▶ [READING PASSAGE]:
%%

Aligning means 75 is secured in its place in jig 25 by means of hole-bolt arrangements along the lengths of I-beam 33 (its top flange 70, i.e.), pattern member 69 and channel member 80. A bolt 84, FIGS. 4a, 4d, is mounted through each of a plurality of spaced holes in a set 85-1 of holes 85, FIG. 4d, formed in the longitudinal lengths of the three members 33, 69, 80. A nut 86, FIG. 4d, is threaded to each bolt 84 that has been thrust through all members 36, 69, 80 via holes 85, thereby securing all three members together. Thus, straight edge 79 constituting aligning means 75 is fixed to jig 25.

Hereinafter in the description, holes 85 may at times be identified as 85c for the hole in the channel member, 85p for the hole in the pattern member, and 85i for the hole in flange 70 of the I-beam, as it will become apparent that different sets or series 85-1, 85-2, 85-3, FIG. 6, of holes 85, each of such sets of holes comprising a hole 85a, 85p, and 85c, are generated as part of the invention.

FIGS. 4b, 4c, and 6 illustrate inclusion of a plurality of sets 85-1, 85-2, 85-3 of holes 85 in (flange 70 of) I-beam 33, pattern member 69, and channel member 80 in but one jig 25. Different dimensional thicknesses of perlins 52 are utilized in the roofing construction industry, as well as different lengths of subpurlins 51. Consequently, a plurality of sets of holes 85 is included one jig 25, rather than having a number of jigs each of which accommodating a particular thickness of a purlin 52 or particular length of subpurlin 51. In FIG. 4b, a subpurlin 51 of 92-1/4" length is illustrated, and it is assumed, which is the actual case in the construction trade, that the physical thickness of its associated purlin 52 is 3-1/2" (a 4" beam in the trade lingo). Consequently, with an industry availble length of 8' in the joined panels 77, only 1-3/4" at each end of the 8' length is available for overhanging subpurlins mounted in notches 50, 73 of pattern members 46, 69 and on which 1/8 hangers are already nailed to both end grains of the subpurlins. One 1-3/4" overhang is to mount on a clamped purlin 52 so that its panels' edges 76 align with centerline 78 on a 3-1/2" thick purlin, while the panels' other edges 87, FIG. 3, are included in the second overhang of 1-3/4" beyond the edge of the 92-1/4" subpurlins seated in notches 73, to abut against the straight edge 79 in channel member 80. Thus, pattern member 69 with its fixed depth in its notches 73 is moved laterally towards side 31 of jig 25, while a plurality of a second set of holes 85-2, FIG. 6, formed in pattern member 69, channel member 80 and I-beam 33 register one upon another in order that these three elements can be bolted together, the result being that straight edge 79 is 1-3/4"+1/8" (for thickness of hanger) from the ends of the 92-1/4" subpurlins 51 in notches 73.

%%

▶ [PROVIDED DATA]:

%%

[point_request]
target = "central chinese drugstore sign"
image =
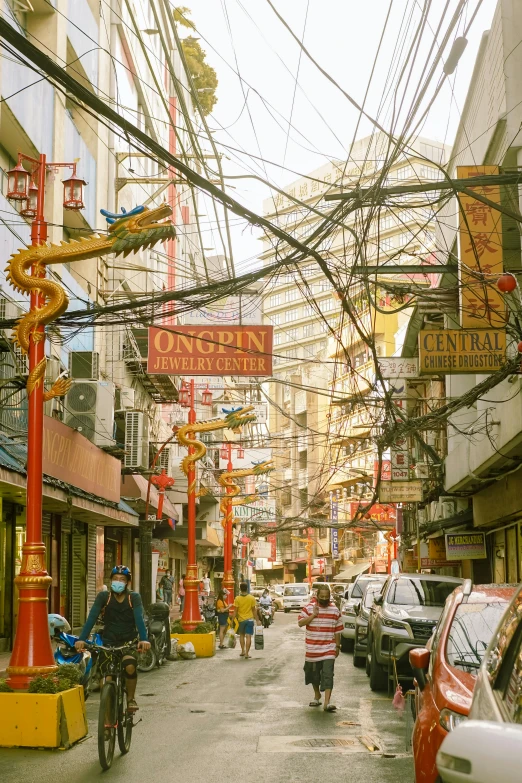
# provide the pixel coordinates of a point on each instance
(461, 350)
(210, 350)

%%

▶ [SHORT PROBLEM]: Reproduce the jig passage from "Hereinafter in the" up to and including "of the invention.", changing "pattern member" to "template member". Work only from the text given.

▶ [WRITTEN RESPONSE]:
Hereinafter in the description, holes 85 may at times be identified as 85c for the hole in the channel member, 85p for the hole in the template member, and 85i for the hole in flange 70 of the I-beam, as it will become apparent that different sets or series 85-1, 85-2, 85-3, FIG. 6, of holes 85, each of such sets of holes comprising a hole 85a, 85p, and 85c, are generated as part of the invention.